Looking Ahead to June: Growing Summer Squash

The bold foliage of two different summer squash varieties.

The bold foliage of two different summer squash varieties.

Summer squash are always a part our vegetable garden from June through mid-October.  We enjoy their reliability, their prolific nature, their bold foliage, and the immense selection of varieties from which to choose each year.  And we love to eat the fruits, slicing a sweet nutty cousa, such as the variety “Magda”, into salads, shredding yellow crooknecks for breads and cakes (see recipe below), or stir-frying a sliced patty pan with potatoes and onions.

Given warm, well-drained soil with plenty of organic matter, summer squash is easy to grow and prolific, each plant producing

Summer squash types (left to right): patti pan, cousa, yellow zucchini, green zucchini.

Summer squash types (left to right): patti pan, cousa, yellow zucchini, green zucchini.

dozens of small immature fruits, the stage at which they should be harvested.  We start the early summer crop from transplants, then sow seeds in late August for a fall crop that will stay productive until the first light frost.

You cannot have too much organic matter in the soil for summer squash, so we always add more when planting, either worm compost or composted goat manure.  We also mulch the soil in the squash beds with organic matter that will rapidly decompose, such as composted manure or shredded leaves.

A cutworm collar made from rolled strips of newspaper should be wrapped around the young succulent stems of transplants.  And because squash seedlings, with their large seed leaves (cotyledons), are a favorite of slugs, we keep a continuous ring of wood ashes around the perimeter of each bed (adding more after a heavy rain) until the plants have several true leaves and the stem is toughened.  The leaves and stems develop spines as they mature, and when that happens the slugs leave them alone.

Keeping Squash Plants Productive

Powdery mildew on cucurbit leaf.

Powdery mildew on cucurbit leaf.

As summer heat and humidity intensify, check your squash plants regularly for signs of blossom blight and powdery mildew.  Blossom blight appears as fuzzy growth on the spent blossoms at the tips of fruits, and, left unchecked, it can lead to rotting of the fruit.  To avoid this problem, provide good air circulation by wide spacing at planting time and keeping the planting area free of weeds.  If necessary, thin excess foliage on overcrowded plants.

In late summer, when the weather turns hot and humid, the powdery mildew fungus attacks the older leaves of summer squash (as well as cucumbers and winter squash), turning them white.  Again, plenty of air circulation is the key to minimizing this problem.  You may be able to prevent powdery mildew from infecting squash plants with weekly sprayings of baking soda solution made with one tablespoon of baking soda per gallon of water, adding a half teaspoon of liquid dish soap as a spreader-sticker.  Apply this concoction once a week, beginning in mid-summer, and only on well-watered plants.  Spray the plants early in the day, not in full sun.  Discard any unused solution.  Try the solution on a few leaves first to make sure your variety of squash is not super-sensitive.

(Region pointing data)
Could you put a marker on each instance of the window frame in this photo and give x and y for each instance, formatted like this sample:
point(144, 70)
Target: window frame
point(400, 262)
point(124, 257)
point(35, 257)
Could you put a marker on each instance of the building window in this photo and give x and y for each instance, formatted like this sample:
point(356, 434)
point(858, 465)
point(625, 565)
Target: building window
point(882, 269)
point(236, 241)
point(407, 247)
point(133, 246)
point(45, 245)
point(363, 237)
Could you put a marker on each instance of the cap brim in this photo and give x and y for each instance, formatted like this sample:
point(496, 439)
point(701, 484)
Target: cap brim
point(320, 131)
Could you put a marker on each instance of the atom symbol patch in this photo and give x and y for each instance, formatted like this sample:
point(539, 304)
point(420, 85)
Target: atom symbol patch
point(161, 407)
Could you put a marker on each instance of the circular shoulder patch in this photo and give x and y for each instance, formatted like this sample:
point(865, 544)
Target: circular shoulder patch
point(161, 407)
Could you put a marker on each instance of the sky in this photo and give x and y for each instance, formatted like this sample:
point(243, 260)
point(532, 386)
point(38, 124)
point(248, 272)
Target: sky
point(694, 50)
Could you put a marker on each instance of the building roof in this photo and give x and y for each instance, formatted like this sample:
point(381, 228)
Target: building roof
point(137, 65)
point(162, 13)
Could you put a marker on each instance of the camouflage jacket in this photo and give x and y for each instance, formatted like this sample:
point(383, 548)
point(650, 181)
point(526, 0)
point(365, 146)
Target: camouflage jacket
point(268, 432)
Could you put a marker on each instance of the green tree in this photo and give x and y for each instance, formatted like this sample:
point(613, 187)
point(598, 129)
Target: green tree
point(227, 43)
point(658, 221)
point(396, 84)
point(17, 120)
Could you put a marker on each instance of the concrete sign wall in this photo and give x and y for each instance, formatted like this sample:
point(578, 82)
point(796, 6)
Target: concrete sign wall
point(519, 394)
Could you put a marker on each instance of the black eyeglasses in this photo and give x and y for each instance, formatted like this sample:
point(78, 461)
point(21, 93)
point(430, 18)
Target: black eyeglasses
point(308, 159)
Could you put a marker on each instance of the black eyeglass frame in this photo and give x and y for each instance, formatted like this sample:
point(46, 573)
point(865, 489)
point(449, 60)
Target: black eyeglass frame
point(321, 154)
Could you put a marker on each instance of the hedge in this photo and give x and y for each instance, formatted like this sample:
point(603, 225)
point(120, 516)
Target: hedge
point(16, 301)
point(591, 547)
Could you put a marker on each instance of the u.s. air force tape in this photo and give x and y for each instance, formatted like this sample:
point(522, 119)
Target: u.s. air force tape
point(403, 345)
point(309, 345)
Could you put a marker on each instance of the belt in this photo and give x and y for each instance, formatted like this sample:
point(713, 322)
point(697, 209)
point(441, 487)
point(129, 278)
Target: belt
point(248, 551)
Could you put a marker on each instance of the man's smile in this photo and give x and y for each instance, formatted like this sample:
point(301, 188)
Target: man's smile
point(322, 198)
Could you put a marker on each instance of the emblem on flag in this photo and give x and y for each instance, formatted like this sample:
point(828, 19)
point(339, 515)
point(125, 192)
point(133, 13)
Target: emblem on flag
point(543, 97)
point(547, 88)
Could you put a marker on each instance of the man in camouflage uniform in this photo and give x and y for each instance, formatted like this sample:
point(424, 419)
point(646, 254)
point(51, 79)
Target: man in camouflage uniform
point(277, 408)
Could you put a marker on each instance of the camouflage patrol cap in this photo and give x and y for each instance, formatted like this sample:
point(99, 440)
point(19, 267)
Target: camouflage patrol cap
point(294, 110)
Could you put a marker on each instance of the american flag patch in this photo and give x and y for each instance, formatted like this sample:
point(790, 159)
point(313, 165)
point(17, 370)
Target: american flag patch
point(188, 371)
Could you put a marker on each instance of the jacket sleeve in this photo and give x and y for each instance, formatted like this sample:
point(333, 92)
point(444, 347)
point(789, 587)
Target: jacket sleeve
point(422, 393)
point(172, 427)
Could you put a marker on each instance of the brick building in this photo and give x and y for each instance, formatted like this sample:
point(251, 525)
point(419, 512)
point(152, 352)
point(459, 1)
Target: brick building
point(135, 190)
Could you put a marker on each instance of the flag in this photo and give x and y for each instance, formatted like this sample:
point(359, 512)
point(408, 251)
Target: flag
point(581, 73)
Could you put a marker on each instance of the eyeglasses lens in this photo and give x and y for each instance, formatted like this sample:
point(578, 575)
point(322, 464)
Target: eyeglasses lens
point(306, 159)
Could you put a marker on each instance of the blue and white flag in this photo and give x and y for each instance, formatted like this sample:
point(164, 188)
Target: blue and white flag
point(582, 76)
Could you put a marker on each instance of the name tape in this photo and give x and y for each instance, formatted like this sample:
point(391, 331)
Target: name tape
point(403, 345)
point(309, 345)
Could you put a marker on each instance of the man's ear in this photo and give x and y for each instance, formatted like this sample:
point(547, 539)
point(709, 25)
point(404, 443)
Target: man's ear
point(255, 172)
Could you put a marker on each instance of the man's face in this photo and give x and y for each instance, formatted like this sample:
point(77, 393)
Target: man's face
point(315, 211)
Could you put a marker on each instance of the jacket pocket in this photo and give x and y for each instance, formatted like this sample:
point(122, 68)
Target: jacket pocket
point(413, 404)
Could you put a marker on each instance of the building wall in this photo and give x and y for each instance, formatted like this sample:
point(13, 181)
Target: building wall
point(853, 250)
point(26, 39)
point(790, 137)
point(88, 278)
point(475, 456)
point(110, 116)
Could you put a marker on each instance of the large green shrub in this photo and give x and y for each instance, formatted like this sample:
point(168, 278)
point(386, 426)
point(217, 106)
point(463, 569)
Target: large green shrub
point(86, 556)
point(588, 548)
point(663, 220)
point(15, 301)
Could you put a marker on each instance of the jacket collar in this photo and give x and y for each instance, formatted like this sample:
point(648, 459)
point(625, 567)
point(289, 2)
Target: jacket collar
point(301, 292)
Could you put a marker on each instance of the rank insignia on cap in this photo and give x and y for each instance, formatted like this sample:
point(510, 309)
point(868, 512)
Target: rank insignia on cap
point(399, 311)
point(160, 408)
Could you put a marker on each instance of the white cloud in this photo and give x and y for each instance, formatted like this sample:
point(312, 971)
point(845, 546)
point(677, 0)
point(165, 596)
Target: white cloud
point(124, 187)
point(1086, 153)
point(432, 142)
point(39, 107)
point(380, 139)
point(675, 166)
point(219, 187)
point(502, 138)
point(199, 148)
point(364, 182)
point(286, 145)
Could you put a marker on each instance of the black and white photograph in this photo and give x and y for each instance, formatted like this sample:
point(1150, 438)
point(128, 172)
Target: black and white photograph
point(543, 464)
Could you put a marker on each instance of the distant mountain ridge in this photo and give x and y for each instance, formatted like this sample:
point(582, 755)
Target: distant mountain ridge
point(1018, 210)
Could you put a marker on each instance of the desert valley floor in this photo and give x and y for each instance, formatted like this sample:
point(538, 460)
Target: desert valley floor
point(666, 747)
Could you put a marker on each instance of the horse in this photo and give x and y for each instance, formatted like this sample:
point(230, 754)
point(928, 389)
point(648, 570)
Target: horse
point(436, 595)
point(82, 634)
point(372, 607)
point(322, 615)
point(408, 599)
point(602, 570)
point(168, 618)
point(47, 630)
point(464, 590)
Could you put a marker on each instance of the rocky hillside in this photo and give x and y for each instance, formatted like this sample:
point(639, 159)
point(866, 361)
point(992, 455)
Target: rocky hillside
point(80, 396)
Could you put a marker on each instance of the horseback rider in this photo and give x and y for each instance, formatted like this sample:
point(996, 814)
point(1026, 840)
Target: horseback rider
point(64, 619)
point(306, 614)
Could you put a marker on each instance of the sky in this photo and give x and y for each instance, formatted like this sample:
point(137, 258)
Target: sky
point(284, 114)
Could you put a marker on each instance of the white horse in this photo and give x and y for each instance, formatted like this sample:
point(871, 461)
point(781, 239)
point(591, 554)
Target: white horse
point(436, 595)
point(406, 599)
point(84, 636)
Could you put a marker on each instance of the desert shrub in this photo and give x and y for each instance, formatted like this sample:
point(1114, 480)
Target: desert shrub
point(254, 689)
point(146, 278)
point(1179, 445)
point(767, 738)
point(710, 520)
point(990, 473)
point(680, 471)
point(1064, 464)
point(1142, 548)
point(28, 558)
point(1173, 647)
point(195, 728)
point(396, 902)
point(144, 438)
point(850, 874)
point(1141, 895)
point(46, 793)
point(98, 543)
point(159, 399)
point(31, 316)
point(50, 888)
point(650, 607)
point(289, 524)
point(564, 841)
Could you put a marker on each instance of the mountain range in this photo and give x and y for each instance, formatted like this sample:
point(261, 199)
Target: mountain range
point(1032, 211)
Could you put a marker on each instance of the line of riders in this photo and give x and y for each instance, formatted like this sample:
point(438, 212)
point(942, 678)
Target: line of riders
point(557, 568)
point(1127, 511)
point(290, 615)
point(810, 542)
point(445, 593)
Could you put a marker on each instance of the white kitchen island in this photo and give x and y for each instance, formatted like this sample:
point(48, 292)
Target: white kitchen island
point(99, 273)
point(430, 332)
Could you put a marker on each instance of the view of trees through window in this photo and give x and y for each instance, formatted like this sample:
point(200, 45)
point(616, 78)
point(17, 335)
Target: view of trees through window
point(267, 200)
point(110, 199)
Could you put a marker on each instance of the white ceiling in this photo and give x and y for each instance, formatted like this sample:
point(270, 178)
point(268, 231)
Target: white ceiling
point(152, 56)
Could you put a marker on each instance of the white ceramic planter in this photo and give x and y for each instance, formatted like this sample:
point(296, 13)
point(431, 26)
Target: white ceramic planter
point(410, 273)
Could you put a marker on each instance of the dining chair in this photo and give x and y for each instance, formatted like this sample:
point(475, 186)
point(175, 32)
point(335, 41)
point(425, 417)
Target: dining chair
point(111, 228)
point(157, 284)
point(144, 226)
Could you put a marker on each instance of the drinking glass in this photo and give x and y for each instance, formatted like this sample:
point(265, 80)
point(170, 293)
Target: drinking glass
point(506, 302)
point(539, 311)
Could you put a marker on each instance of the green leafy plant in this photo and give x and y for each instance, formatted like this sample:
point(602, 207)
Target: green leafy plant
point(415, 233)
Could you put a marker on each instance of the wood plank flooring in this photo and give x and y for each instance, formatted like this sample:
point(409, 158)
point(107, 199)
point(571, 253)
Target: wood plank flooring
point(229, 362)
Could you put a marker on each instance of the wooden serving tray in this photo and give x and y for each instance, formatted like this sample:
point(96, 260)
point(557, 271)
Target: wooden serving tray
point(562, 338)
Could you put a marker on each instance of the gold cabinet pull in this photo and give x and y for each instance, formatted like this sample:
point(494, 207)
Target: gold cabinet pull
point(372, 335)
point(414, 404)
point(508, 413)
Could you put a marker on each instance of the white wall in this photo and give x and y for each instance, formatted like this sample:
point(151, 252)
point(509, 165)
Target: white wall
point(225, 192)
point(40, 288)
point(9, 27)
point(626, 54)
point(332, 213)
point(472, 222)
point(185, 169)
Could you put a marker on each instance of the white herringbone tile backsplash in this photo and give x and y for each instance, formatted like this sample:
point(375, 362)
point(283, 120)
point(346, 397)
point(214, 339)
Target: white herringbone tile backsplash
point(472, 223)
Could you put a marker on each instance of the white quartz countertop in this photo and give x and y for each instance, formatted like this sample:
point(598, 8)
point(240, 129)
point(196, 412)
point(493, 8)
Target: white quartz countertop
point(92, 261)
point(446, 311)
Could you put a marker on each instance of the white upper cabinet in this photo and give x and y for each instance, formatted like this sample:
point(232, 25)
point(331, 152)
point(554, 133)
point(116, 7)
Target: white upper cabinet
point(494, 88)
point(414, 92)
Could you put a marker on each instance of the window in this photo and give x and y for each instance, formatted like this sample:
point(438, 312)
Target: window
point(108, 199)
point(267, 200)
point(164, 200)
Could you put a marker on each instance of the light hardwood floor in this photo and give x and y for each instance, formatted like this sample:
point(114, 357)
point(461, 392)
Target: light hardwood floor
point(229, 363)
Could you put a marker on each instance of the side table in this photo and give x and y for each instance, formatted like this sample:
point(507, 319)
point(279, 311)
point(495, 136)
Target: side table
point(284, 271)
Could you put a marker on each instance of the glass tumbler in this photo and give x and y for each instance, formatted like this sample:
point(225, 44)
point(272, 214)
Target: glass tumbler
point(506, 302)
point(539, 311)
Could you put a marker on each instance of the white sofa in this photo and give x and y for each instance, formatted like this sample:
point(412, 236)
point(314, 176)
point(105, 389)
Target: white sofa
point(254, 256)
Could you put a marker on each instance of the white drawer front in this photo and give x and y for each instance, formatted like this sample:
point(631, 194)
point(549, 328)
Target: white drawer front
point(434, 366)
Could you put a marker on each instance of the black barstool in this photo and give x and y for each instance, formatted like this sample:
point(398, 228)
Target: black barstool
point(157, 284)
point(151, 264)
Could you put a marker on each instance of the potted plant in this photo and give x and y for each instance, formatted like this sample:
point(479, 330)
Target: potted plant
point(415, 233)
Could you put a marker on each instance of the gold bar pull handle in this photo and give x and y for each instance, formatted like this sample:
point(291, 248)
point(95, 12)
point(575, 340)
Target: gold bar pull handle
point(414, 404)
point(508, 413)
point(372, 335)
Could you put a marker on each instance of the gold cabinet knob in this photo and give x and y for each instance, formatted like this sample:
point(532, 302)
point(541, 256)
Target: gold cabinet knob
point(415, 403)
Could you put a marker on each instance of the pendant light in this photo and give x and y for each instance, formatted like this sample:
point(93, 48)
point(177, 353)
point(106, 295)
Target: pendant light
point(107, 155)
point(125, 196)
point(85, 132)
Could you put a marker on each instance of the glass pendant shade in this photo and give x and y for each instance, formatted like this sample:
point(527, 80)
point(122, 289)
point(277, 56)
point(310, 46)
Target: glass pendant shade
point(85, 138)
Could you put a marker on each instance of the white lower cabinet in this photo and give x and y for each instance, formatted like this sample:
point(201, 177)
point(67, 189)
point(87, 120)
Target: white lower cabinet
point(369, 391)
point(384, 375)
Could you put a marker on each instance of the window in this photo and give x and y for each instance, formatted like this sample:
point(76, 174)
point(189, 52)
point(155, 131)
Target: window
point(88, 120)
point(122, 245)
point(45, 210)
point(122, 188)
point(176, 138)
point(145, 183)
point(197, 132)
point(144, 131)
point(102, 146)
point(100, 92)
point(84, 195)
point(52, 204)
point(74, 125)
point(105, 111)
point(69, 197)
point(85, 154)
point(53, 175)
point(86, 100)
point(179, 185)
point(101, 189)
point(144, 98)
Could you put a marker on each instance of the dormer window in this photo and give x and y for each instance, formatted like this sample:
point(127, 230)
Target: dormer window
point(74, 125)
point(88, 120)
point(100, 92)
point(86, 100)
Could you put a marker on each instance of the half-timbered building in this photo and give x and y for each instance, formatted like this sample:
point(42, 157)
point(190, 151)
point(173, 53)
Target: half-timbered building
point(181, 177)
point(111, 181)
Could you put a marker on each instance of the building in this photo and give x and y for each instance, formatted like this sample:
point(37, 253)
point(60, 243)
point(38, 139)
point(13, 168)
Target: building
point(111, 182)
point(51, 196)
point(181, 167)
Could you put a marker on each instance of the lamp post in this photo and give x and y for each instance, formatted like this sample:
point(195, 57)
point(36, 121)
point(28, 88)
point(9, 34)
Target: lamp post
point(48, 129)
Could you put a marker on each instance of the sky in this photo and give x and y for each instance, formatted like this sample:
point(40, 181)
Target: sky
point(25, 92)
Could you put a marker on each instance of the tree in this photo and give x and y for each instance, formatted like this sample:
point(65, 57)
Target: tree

**What you will do**
a. According to the summer squash text, why is the ring of wood ashes kept around each bed only until the plants have several true leaves and a toughened stem?
b. Transcribe the summer squash text from "Looking Ahead to" up to and including "potatoes and onions.".
c. Write the next part of the summer squash growing text, beginning after its last sentence.

**Activity answers**
a. Squash seedlings, with their large seed leaves, are a favorite of slugs. As the leaves and stems mature, they develop spines, and the slugs then leave them alone.

b.
Looking Ahead to June: Growing Summer Squash

The bold foliage of two different summer squash varieties.

The bold foliage of two different summer squash varieties.

Summer squash are always a part our vegetable garden from June through mid-October.  We enjoy their reliability, their prolific nature, their bold foliage, and the immense selection of varieties from which to choose each year.  And we love to eat the fruits, slicing a sweet nutty cousa, such as the variety “Magda”, into salads, shredding yellow crooknecks for breads and cakes (see recipe below), or stir-frying a sliced patty pan with potatoes and onions.

c.
Sudden wilting of squash vines is the first symptom of squash vine borer invasion.  A hole at the base of the vine that leaks a wet sawdust-looking frass is conclusive evidence – this is where the fat grub-like caterpillar (the larva of a moth that looks like a wasp) made its entry.  Your only recourse to save the patient is immediate surgery.  Starting at the entry hole, slit the stem longitudinally through the top epidermal layer with a sharp razor blade or knife, extending the cut until you find the borer.  Remove and dispatch the borer, then pack the damaged area of the stem with moist soil to promote root development.  With a little luck, the patient will live to bear fruit.  Sowings of summer squash late June (Zones 6 and 7) or early July (Zones 4 and 5) are good insurance against an outbreak of squash vine borers.  The female moth has stopped laying eggs by these later sowing dates.

Striped cucumber beetle in squash blossom.

Striped cucumber beetle in squash blossom.

Striped cucumber beetles are a scourge in some years, feeding on all types of cucurbits and spreading bacterial and viral diseases as they feed on all parts of the plant.  Hand-picking may keep them at tolerable levels if done in early morning – like me before morning coffee, they are lethargic and easier to subdue than later in the day.  Sucking up the beetles with a portable vacuum, again early in the morning, also works.

Squash Sex

I am often asked to explain why the early squash flowers never produce fruits, even when there are plenty of bees around.  The answer is a short course in cucurbit sex.

Female squash blossom.

Female squash blossom.

All cucurbits, including summer squashes, are monoecious plants with imperfect flowers, meaning flowers of both sexes can be found on the same plant.  The first flowers of the season are typically all male, incapable of producing fruits.  Once you know what to look for, you can easily sex a squash blossom.  Female flowers have a slightly swollen ovary at the bast of the petals; if both pollination and fertilization occur, this ovary will swell and become the familiar squash fruit.  Male flowers lack this conspicuous feature.

Male squash blossom.

Male squash blossom.

Why would  a plant invest energy in producing only male flowers?  I’ve never heard or read an explanation, but I have a theory.  Cucurbits depend on bees to transfer pollen (the sperm-producing structure) of male flowers to the stigma (gateway to the ovary) of female flowers.  Perhaps production of the early pollen-loaded flowers serves to attract a resident population of pollinators before the plant invests energy in producing flowers that must be pollinated.

 
Summer Squash Bread
Ingredients:
2 eggs, beaten
1 1/3 cup sugar
2 teaspoons vanilla
3 cups grated fresh yellow crookneck or cousa squash
2/3 cup melted unsalted butter
2 teaspoons baking soda
Pinch salt
3 cups all-purpose flour
1/2 teaspoon ground cloves
2 teaspoons cinnamon
1 cup chopped pecans or walnuts (optional)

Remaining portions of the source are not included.